PROBLEM:
Lines from the one containing "trace --target=metal railing" through the last line of the data are to be repeated word for word, both ends included.

Outline labeling records:
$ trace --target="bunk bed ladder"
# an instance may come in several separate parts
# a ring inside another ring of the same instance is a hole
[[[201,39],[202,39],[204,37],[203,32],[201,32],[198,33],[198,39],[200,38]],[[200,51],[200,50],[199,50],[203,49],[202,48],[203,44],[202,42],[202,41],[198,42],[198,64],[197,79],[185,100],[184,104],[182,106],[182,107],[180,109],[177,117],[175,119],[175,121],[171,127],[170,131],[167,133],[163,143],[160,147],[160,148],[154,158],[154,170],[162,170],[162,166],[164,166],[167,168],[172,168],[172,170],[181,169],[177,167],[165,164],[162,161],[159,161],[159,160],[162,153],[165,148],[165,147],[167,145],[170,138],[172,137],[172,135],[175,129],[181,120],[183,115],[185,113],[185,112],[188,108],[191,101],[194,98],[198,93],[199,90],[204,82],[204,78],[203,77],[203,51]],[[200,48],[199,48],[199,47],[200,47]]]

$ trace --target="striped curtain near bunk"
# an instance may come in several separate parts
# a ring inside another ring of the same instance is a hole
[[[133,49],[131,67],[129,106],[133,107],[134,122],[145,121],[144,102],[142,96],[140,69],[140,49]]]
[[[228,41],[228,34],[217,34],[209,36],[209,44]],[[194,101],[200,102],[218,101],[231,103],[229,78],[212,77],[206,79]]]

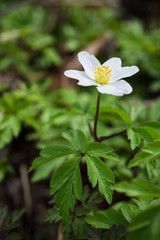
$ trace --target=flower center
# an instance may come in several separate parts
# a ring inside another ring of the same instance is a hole
[[[101,66],[96,69],[94,72],[94,77],[97,82],[100,84],[104,84],[109,82],[112,70],[109,70],[109,67],[107,66]]]

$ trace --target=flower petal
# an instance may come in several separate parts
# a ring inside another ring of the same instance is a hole
[[[91,55],[86,51],[82,51],[78,54],[78,60],[82,64],[86,74],[90,78],[94,79],[95,69],[101,66],[98,59],[94,55]]]
[[[135,73],[137,73],[138,71],[139,71],[139,68],[137,66],[113,69],[111,72],[110,82],[115,82],[119,79],[130,77],[130,76],[134,75]]]
[[[67,70],[64,72],[66,77],[74,78],[79,80],[77,83],[80,86],[97,86],[98,83],[96,81],[90,79],[84,71],[77,71],[77,70]]]
[[[104,62],[102,65],[109,66],[110,70],[121,68],[122,61],[120,58],[110,58],[106,62]]]
[[[119,80],[114,83],[108,83],[97,87],[97,90],[103,94],[111,94],[115,96],[123,96],[124,94],[130,94],[132,87],[124,80]]]

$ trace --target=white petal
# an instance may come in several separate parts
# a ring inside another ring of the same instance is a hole
[[[94,79],[94,72],[97,67],[100,67],[101,64],[98,59],[94,56],[89,54],[88,52],[82,51],[78,54],[78,60],[82,64],[86,74]]]
[[[115,96],[123,96],[124,94],[130,94],[132,92],[132,87],[124,80],[101,85],[98,86],[97,89],[103,94],[111,94]]]
[[[108,61],[104,62],[102,65],[109,66],[110,70],[118,69],[121,67],[122,61],[120,58],[110,58]]]
[[[77,70],[67,70],[64,72],[64,75],[69,78],[74,78],[79,80],[77,83],[80,86],[97,86],[98,83],[96,81],[90,79],[84,71]]]
[[[137,66],[131,66],[131,67],[122,67],[119,69],[113,69],[111,72],[111,78],[110,82],[115,82],[119,79],[130,77],[137,73],[139,71],[139,68]]]

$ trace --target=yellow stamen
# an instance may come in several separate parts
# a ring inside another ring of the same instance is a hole
[[[109,66],[101,66],[96,69],[94,72],[94,77],[97,82],[104,84],[109,82],[112,70],[109,70]]]

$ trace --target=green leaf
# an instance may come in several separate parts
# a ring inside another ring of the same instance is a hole
[[[134,122],[137,117],[139,116],[139,114],[144,110],[144,106],[140,106],[140,107],[133,107],[131,108],[131,120],[132,122]]]
[[[54,145],[54,146],[48,146],[44,148],[40,155],[42,157],[51,157],[51,156],[59,156],[59,154],[63,153],[75,153],[70,147],[68,146],[61,146],[61,145]],[[61,156],[60,156],[61,157]]]
[[[147,142],[150,143],[153,141],[152,135],[143,127],[134,128],[134,131],[139,133],[139,135]]]
[[[131,148],[134,150],[140,144],[140,136],[131,127],[127,130],[128,139],[131,142]]]
[[[33,161],[32,166],[29,168],[29,172],[31,172],[33,169],[43,163],[70,154],[76,154],[76,152],[73,151],[70,147],[57,145],[46,147],[40,152],[40,154],[42,155],[42,157],[38,157]]]
[[[100,107],[100,111],[101,112],[109,112],[109,113],[113,113],[113,114],[117,114],[118,116],[120,116],[125,122],[127,123],[131,123],[131,119],[130,116],[121,108],[114,108],[112,106],[101,106]]]
[[[140,210],[132,203],[123,203],[121,206],[121,212],[125,219],[128,222],[131,222],[133,217],[135,217],[140,212]]]
[[[127,240],[159,240],[160,205],[144,210],[135,216],[128,227]]]
[[[82,182],[79,162],[79,158],[73,158],[64,162],[55,171],[50,183],[51,194],[54,194],[58,190],[55,202],[65,223],[69,218],[69,209],[71,209],[71,211],[74,210],[75,200],[73,192],[78,200],[82,199]]]
[[[86,138],[82,131],[66,132],[63,137],[78,151],[84,152]]]
[[[85,153],[91,156],[107,157],[108,153],[112,152],[112,148],[106,144],[93,142],[88,144]]]
[[[129,162],[128,167],[139,166],[140,164],[149,163],[158,158],[160,158],[160,141],[155,141],[143,148],[142,152],[137,153]]]
[[[86,218],[86,222],[95,228],[109,229],[112,225],[127,225],[127,220],[113,208],[98,211]]]
[[[152,179],[153,170],[155,167],[156,167],[156,160],[146,163],[146,170],[147,170],[149,179]]]
[[[112,202],[112,189],[111,183],[115,181],[111,169],[99,158],[86,155],[87,170],[89,181],[95,187],[98,182],[98,188],[103,194],[108,203]]]
[[[113,186],[117,192],[125,193],[129,197],[160,198],[160,188],[142,179],[134,179],[132,183],[121,182]]]

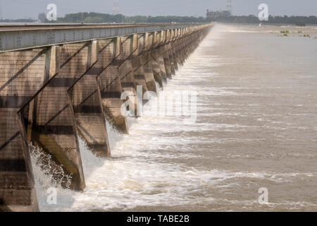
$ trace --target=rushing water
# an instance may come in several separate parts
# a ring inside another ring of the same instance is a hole
[[[196,123],[148,115],[129,119],[129,135],[108,126],[111,159],[81,141],[87,188],[58,186],[55,206],[34,164],[41,210],[317,210],[316,36],[216,25],[161,91],[197,92]]]

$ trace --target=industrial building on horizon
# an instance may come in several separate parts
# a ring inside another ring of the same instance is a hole
[[[219,16],[229,17],[232,15],[232,0],[227,0],[227,10],[209,11],[209,10],[207,9],[207,13],[206,15],[206,17],[207,18],[211,17],[215,18]]]
[[[206,18],[211,18],[211,17],[219,17],[219,16],[225,16],[229,17],[231,16],[231,11],[228,10],[225,11],[209,11],[209,9],[207,9],[207,13],[206,17]]]

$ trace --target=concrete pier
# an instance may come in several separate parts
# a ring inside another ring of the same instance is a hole
[[[83,190],[79,137],[111,157],[106,121],[128,133],[120,109],[134,99],[136,111],[137,85],[142,95],[163,89],[211,27],[0,28],[0,211],[39,210],[30,143],[70,178],[62,186]],[[123,92],[135,98],[121,100]]]

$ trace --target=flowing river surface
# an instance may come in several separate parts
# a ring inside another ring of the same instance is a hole
[[[34,152],[40,210],[316,211],[316,27],[216,24],[160,91],[196,91],[196,122],[150,114],[129,119],[129,135],[108,126],[111,159],[80,141],[87,187],[58,186],[56,205]]]

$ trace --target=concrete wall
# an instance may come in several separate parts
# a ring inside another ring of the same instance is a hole
[[[110,157],[106,121],[128,133],[120,107],[130,100],[120,100],[123,92],[163,88],[210,28],[1,53],[0,210],[38,210],[29,142],[71,178],[63,186],[84,189],[78,137],[97,156]]]

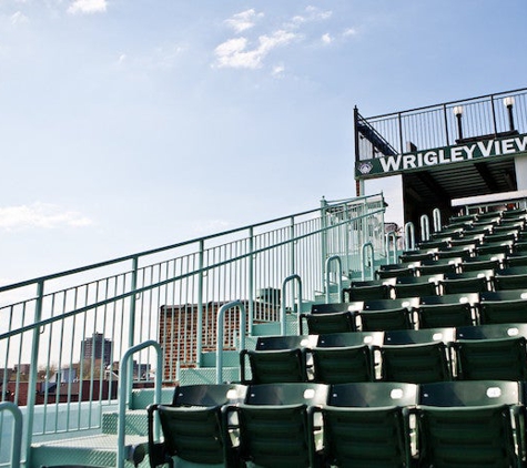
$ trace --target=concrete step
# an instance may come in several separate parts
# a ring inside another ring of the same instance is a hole
[[[62,438],[60,440],[33,444],[31,447],[31,467],[59,465],[87,465],[115,467],[118,460],[118,437],[110,434]],[[148,438],[126,436],[124,452],[142,458],[139,467],[149,467]],[[134,467],[133,461],[125,462],[126,468]]]

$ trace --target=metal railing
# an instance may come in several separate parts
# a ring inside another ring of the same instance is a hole
[[[174,381],[179,368],[200,367],[202,352],[215,349],[224,304],[241,301],[251,333],[277,322],[282,302],[295,309],[298,288],[290,283],[281,297],[284,278],[298,275],[314,301],[324,295],[326,258],[338,256],[347,277],[362,271],[365,242],[383,258],[384,210],[382,195],[323,200],[316,210],[1,286],[0,401],[26,407],[28,444],[100,427],[126,349],[156,340],[163,368],[142,349],[134,379],[162,373]],[[237,311],[225,312],[224,348],[235,348],[239,326]]]
[[[527,132],[527,89],[363,118],[355,108],[356,161]]]

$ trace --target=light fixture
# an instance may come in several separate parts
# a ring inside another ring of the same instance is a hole
[[[514,105],[514,96],[508,95],[507,98],[504,99],[504,105],[508,109]]]
[[[514,96],[508,95],[507,98],[505,98],[504,105],[507,108],[507,112],[509,114],[509,130],[514,132],[514,115],[513,115]]]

RESPONSE TO THIS TASK:
$ trace --target=metal railing
# an instance may come in several separate parts
# a ring inside another ring of the same instance is a hole
[[[174,381],[179,368],[200,367],[202,352],[215,349],[224,304],[241,301],[251,333],[277,322],[282,302],[295,309],[298,288],[290,283],[281,297],[284,278],[298,275],[314,301],[324,295],[326,258],[338,256],[347,277],[362,271],[365,242],[383,258],[384,210],[382,195],[323,200],[316,210],[1,286],[0,401],[26,407],[28,444],[100,427],[126,349],[156,340],[163,368],[142,349],[134,379],[162,373]],[[237,311],[225,312],[224,348],[235,348],[239,326]]]
[[[527,132],[527,89],[363,118],[355,108],[356,161]]]

$ trace --target=light fixture
# an instance may come in several separate parts
# a ring inside another ring of the same instance is a hole
[[[514,105],[514,96],[508,95],[507,98],[504,99],[504,105],[508,109]]]
[[[514,96],[508,95],[507,98],[505,98],[504,105],[507,108],[507,112],[509,114],[509,130],[514,132],[514,115],[513,115]]]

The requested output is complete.